Please update the data that follows by changing every "in this form" to "in this format" and leaving everything else as it is.
══════════════════════════════
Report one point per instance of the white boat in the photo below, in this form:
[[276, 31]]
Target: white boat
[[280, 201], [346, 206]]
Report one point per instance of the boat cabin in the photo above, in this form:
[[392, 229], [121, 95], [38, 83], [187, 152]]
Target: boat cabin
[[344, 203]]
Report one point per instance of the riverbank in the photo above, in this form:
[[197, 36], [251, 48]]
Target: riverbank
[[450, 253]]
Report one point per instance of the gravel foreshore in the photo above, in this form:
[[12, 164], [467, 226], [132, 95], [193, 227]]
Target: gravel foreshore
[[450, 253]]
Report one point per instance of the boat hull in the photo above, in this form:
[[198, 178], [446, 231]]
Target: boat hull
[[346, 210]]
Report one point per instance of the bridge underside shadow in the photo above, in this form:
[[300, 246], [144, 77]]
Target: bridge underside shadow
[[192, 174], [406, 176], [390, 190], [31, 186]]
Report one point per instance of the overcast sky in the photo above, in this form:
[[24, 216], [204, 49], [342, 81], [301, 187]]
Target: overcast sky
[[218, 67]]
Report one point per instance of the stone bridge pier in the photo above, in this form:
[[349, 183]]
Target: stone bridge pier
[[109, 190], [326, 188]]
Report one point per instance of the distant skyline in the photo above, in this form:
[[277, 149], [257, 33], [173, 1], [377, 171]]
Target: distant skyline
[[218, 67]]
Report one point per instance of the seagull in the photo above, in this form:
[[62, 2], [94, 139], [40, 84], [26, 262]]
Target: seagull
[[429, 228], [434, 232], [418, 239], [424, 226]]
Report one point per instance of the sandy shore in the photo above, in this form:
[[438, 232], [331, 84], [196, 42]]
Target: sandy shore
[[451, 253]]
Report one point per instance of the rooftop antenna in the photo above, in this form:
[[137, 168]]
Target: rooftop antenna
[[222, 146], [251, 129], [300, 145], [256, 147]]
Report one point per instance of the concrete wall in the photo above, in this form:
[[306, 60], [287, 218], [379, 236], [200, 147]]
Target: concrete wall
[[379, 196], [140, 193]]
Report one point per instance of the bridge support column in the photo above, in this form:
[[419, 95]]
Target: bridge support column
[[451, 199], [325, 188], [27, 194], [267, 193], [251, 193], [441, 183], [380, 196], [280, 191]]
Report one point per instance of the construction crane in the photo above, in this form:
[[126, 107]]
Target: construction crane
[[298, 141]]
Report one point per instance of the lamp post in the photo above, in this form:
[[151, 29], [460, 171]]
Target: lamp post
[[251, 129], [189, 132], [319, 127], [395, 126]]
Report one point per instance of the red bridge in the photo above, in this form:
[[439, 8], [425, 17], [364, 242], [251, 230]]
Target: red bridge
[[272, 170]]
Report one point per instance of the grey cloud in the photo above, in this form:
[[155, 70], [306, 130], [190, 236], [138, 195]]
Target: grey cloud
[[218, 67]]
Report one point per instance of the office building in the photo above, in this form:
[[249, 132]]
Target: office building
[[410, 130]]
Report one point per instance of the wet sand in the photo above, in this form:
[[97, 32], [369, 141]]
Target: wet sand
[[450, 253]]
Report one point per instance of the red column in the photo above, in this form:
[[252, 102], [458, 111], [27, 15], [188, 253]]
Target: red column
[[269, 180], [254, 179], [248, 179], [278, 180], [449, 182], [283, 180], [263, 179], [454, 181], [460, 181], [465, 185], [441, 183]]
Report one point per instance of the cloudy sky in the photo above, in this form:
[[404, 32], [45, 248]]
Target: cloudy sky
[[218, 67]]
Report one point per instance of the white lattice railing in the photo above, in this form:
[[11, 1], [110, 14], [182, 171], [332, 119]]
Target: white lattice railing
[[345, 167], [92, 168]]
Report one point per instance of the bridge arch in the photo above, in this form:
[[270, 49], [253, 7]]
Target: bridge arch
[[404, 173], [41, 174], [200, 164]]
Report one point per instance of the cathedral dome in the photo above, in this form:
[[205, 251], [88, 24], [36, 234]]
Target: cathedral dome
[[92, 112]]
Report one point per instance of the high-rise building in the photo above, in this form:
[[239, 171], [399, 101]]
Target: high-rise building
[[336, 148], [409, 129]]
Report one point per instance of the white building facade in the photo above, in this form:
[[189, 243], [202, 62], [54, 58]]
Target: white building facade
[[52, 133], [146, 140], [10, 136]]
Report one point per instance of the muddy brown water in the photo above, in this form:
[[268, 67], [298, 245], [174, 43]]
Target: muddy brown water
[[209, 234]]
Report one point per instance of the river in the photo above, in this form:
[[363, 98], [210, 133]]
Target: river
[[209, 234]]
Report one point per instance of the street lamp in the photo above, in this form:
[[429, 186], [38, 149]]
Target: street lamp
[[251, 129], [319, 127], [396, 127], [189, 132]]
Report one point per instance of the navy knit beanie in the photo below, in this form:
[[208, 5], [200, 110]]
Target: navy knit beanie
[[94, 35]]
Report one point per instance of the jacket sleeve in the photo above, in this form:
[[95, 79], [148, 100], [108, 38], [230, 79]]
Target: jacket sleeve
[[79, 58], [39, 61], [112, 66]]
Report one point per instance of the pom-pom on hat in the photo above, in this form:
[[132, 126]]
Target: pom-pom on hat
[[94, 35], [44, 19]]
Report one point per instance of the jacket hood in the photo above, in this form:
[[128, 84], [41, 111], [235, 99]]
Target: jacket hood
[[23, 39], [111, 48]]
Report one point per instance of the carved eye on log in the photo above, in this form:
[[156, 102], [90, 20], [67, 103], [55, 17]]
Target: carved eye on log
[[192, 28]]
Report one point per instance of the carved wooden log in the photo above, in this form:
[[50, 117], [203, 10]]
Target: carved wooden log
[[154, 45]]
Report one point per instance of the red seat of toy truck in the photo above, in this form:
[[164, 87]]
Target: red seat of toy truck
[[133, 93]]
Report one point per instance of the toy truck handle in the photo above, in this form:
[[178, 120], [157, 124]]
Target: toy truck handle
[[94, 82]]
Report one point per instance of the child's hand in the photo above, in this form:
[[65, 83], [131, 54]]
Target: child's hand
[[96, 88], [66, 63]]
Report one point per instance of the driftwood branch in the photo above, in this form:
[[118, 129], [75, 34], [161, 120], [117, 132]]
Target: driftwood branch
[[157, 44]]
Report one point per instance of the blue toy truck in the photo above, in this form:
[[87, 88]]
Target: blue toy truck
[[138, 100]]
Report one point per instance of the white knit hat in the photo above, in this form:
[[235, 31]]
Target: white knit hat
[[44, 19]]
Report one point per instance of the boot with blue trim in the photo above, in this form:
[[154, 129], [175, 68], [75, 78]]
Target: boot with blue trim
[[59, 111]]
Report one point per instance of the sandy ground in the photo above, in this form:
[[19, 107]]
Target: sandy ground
══════════════════════════════
*Expected answer*:
Report one point per instance of the white boat in the photo below, in this format:
[[276, 31]]
Target: white boat
[[280, 201], [346, 206]]
Report one point per instance of the boat cabin in the photo above, in this format:
[[392, 229], [121, 95], [38, 83], [187, 152]]
Target: boat cabin
[[344, 203]]
Report one point per instance of the riverbank in the photo above, in this format:
[[197, 36], [251, 48]]
Target: riverbank
[[450, 253]]
Report one point per instance of the gravel foreshore in the photo above, in this format:
[[12, 164], [467, 226], [132, 95], [193, 227]]
Target: gravel foreshore
[[450, 253]]
Report one point per instance of the boat hull in the photo above, in this format:
[[198, 178], [446, 231]]
Target: boat hull
[[346, 210]]
Report one point per instance of the bridge underside shadow in the photo above, in this format:
[[300, 246], [144, 77]]
Target: bridge underside shadow
[[192, 174], [406, 176], [390, 190], [31, 186]]
Report one point per instance of the overcast sky in the photo above, in this format:
[[24, 216], [204, 49], [342, 81], [301, 187]]
Target: overcast sky
[[218, 67]]
Report one point per instance of the stone bridge pier in the photo above, in this format:
[[349, 183]]
Target: stone bridge pier
[[109, 190], [326, 188]]
Report one point per instance of the distant skyline in the photo above, in this format:
[[277, 149], [257, 33], [173, 1], [377, 171]]
Target: distant skyline
[[218, 67]]
Report one point per instance of the seagull in the photo above, in this format:
[[62, 2], [94, 139], [40, 84], [26, 262]]
Target: seagull
[[429, 228], [434, 232], [418, 239], [424, 226]]
Report one point per instance of the sandy shore in the photo above, in this format:
[[438, 232], [331, 84], [196, 42]]
Target: sandy shore
[[451, 253]]
Report one point per instance of the rooftop antenna in the photo above, in this format:
[[137, 168]]
Target: rooftop antenna
[[222, 146], [251, 129], [300, 145], [256, 147]]
Report one point per instance of the concrete wall in the photo above, in this format:
[[306, 60], [287, 218], [379, 236], [200, 147]]
Target: concrete wall
[[379, 196], [140, 193]]
Report one point per instance of the bridge support column in the photo above, in this format:
[[419, 95]]
Target: bridge support column
[[451, 199], [325, 188], [27, 194], [267, 193], [251, 193], [441, 183], [380, 196], [280, 191]]
Report one point per instance of the construction crane in the photo above, in this format:
[[126, 107]]
Target: construction crane
[[298, 141]]
Report one point per instance of the lamp post in the photo above, in this format:
[[151, 29], [460, 171]]
Target: lamp post
[[251, 129], [189, 132], [319, 127], [395, 126]]
Report one point per instance of the red bridge in the photo above, in this format:
[[439, 8], [425, 17], [364, 242], [251, 230]]
Target: red bridge
[[272, 170]]
Report one point per instance of the grey cloud in the photo above, in this format:
[[155, 70], [306, 130], [190, 236], [138, 195]]
Target: grey cloud
[[218, 67]]
Report one point per instance of the office building in the photo above, in this format:
[[249, 132]]
Target: office building
[[410, 130]]
Report one point per instance of the wet sand in the photo above, in this format:
[[97, 32], [369, 141]]
Target: wet sand
[[450, 253]]
Report one point per instance of the red column in the photo above, in this format:
[[252, 102], [458, 111], [27, 15], [188, 253]]
Target: red column
[[269, 180], [254, 179], [248, 179], [278, 180], [449, 182], [283, 180], [263, 179], [454, 181], [460, 181], [465, 185], [441, 183]]
Report one point per instance of the cloudy sky in the photo above, in this format:
[[404, 32], [45, 248]]
Target: cloudy sky
[[218, 67]]
Report one point per instance of the white lattice railing in the photo above, in this format:
[[11, 1], [110, 14], [182, 171], [332, 119]]
Target: white lattice railing
[[345, 167], [92, 168]]
Report one point per instance of the bridge arch in the photo above, in this format:
[[270, 49], [253, 7]]
Target: bridge arch
[[404, 173], [41, 174], [200, 164]]
Report one point per instance of the cathedral dome in the photo above, in this format:
[[205, 251], [88, 24], [36, 234]]
Target: cathedral dome
[[92, 112]]
Report one point per instance of the high-rise building in the photo above, in this format:
[[239, 171], [399, 101]]
Target: high-rise building
[[336, 148], [409, 129]]
Report one point per instance of the white building facade in the photo above, in this format:
[[189, 243], [202, 62], [54, 58]]
Target: white building facade
[[52, 133], [146, 140], [10, 136]]
Report one point per instance of the muddy brown water in the photo above, in this format:
[[268, 67], [298, 245], [174, 43]]
Target: muddy brown water
[[209, 234]]
Report one point per instance of the river in the photo above, in this format:
[[363, 98], [210, 133]]
Target: river
[[209, 234]]
Report one point per instance of the street lamp in the photo above, in this format:
[[429, 186], [38, 149]]
Target: street lamp
[[251, 129], [319, 127], [396, 127], [189, 132]]
Report one point per instance of the navy knit beanie in the photo below, in this format:
[[208, 5], [200, 110]]
Target: navy knit beanie
[[94, 35]]
Report one point per instance of the jacket sleeve in the photo above, in this format:
[[95, 79], [148, 100], [108, 38], [230, 79]]
Target: jacket sleeve
[[79, 58], [39, 61], [112, 66]]
Report one point per instance of the pom-pom on hat in the photo above, in this format:
[[132, 126]]
Target: pom-pom on hat
[[94, 35], [44, 19]]
Report one point per instance of the jacket hood in the photo above, in this format:
[[128, 84], [41, 111], [235, 99]]
Target: jacket hood
[[23, 39], [111, 48]]
Report one point per instance of the carved eye on log in the photo above, in this format:
[[156, 102], [90, 20], [67, 103], [55, 17]]
Target: carved eye on log
[[192, 28]]
Report one point per instance of the carved wooden log in the photo above, in this format:
[[50, 117], [203, 10]]
Target: carved wooden log
[[154, 45]]
Report one point per instance of the red seat of toy truck in the photo above, in this format:
[[164, 87]]
Target: red seat of toy truck
[[133, 93]]
Report one point per instance of the toy truck handle in the photo above, in this format:
[[178, 120], [157, 124]]
Target: toy truck handle
[[94, 82]]
Report one point per instance of the child's hand in the photo above, in this format:
[[65, 83], [131, 54]]
Target: child's hand
[[96, 88], [66, 63]]
Report one point per instance of the driftwood branch in the photo above, in this format:
[[118, 129], [75, 34], [161, 120], [117, 132]]
Target: driftwood branch
[[157, 44]]
Report one point per instance of the blue toy truck in the photo above, in this format:
[[87, 88]]
Target: blue toy truck
[[138, 100]]
Report one point per instance of the white knit hat in the photo above, in this format:
[[235, 31]]
Target: white knit hat
[[44, 19]]
Report one point per instance of the boot with blue trim in the photo above, in this format:
[[154, 129], [175, 68], [75, 78]]
Target: boot with blue trim
[[59, 111]]
Report one point per instance of the sandy ground in the photo above, in this format:
[[19, 107]]
Target: sandy ground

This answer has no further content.